- **SOURCE TEXT**:
Games are designed first and foremost to be fun—or beautiful, or engrossing, or exhilarating. Games are an aesthetic medium, and (generally speaking) they compel our participation insofar as they compel us aesthetically. It’s true that in some games, players end up developing certain skills or understandings along the way. But that doesn’t mean we can make a great game that teaches anything. You’re seeing the survivors. These games’ designers tried and discarded dozens of gameplay ideas in search of something aesthetically compelling. Then, only after they’d satisfied the primary constraint of making something fun, or beautiful, or whatever, the designers figured out how to ensure people would learn what they need as they play. Most mechanisms are not fun. Good games come from a demanding selection process which works the other way around: first, find the fun. There’s no reason at all to believe that for any arbitrary abstract topic, one can always “find the fun” which implicitly teaches it.

On the other hand, in principle it still seems to me like you should be able to make games that significantly improve on current education. Even if an edugame wasn't as fun as a pure entertainment game, it could still be more fun than school. And people still watch documentaries because they value learning, even though documentaries can't compete with most movies and TV shows on pure entertainment value.

But then again, for some reason DragonBox seems to have been an exception rather than the rule. Even the company that made it mostly just made games for teaching simpler concepts to younger kids afterward, rather than moving on to teaching more complicated concepts. The fact that I haven't really heard of even reasonably-decent edugames coming out in the 11 years since that post seems like strong empirical evidence against its thesis, though I don't really understand the reason for that.

What were the conditions of the grant? What follow-up was there after the grant was made? Was there a staged payment schedule based on intermediate outputs? If this grant went to a for-profit and no output was produced, can the money be clawed back?

I don't have the specific grant agreement in front of me and feel somewhat uncomfortable disclosing more information about this application before running the request by the grantees. I'm happy to share the following thoughts, which I believe address most of your questions but I'm sorry if you are mostly interested in this specific case as opposed to the more general situation.

  • For all grants, we have grantees sign a grant agreement that outlines the purpose and use of the grant, record-keeping requirements, monitoring, prohibited use, situations where we are entitled to recover the grant, limitation of liability etc.

  • Grantees submit progress reports every six months; these are useful inputs in evaluating future grants to the grant recipient. We are figuring out how to provide more accountability to speculative projects, but we will likely (for some projects) have more intensive check-ins. We've been experimenting with hosting office hours for current grantees, and some have used it to update us on their progress and get feedback (though the calls are for whatever use the grantee would find most helpful).

  • There was no staged payment schedule for this grant. We have done this in the past, and it might have been good to do this in this case - but at the time the grant was made, there were substantial resources for longtermist grantmaking. I don't think that this grant would be above our current bar. If we were to make a similar grant to it again, then we'd likely try and tie payouts to concrete criteria (and I am in several discussions with applicants where we are trying to figure out what the criteria should be, but it's worth noting that it's a lot of effort - it could easily double the normal time taken to evaluate an application) and it's somewhat unclear whether it's worth the cost, but at least right now I am excited about doing more of this work.

- **BRIEF 1**: Give as a JSON list of strings, one per line, everything in the rows from the line containing "In this exercise you will find the spikelet" down to the line containing "[(197, 282)]", skipping blank lines and leaving out the picture.
The rows that follow have no connection to the text above them.

- **MATERIAL FOR THIS EXERCISE**:
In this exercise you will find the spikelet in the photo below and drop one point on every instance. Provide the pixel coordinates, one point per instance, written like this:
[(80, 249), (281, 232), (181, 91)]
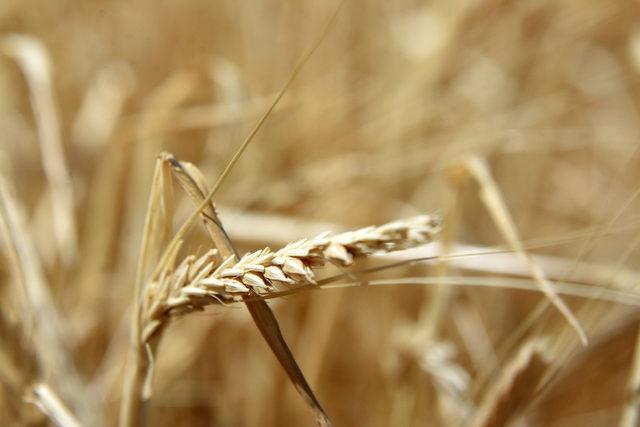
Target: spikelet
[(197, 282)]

==

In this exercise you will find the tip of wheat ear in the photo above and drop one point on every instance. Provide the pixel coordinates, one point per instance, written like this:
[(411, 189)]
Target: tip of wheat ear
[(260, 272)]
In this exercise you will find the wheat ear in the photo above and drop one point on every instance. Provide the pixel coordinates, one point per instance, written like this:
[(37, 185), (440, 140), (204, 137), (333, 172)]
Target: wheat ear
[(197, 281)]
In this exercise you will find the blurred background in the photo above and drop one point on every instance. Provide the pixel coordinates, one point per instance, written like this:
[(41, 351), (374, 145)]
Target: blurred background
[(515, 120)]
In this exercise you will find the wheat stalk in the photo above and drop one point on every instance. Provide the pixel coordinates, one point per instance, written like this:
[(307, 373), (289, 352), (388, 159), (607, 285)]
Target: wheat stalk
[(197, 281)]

- **BRIEF 2**:
Answer these questions from the text on educational games and grants:
(a) Which game is called an exception rather than the rule?
(b) How many years are said to have passed since the post without reasonably-decent edugames appearing?
(c) How often do grantees submit progress reports?

- **EXPECTED ANSWER 1**:
[
  "In this exercise you will find the spikelet in the photo below and drop one point on every instance. Provide the pixel coordinates, one point per instance, written like this:",
  "[(80, 249), (281, 232), (181, 91)]",
  "Target: spikelet",
  "[(197, 282)]"
]

- **EXPECTED ANSWER 2**:
(a) DragonBox
(b) 11 years
(c) Every six months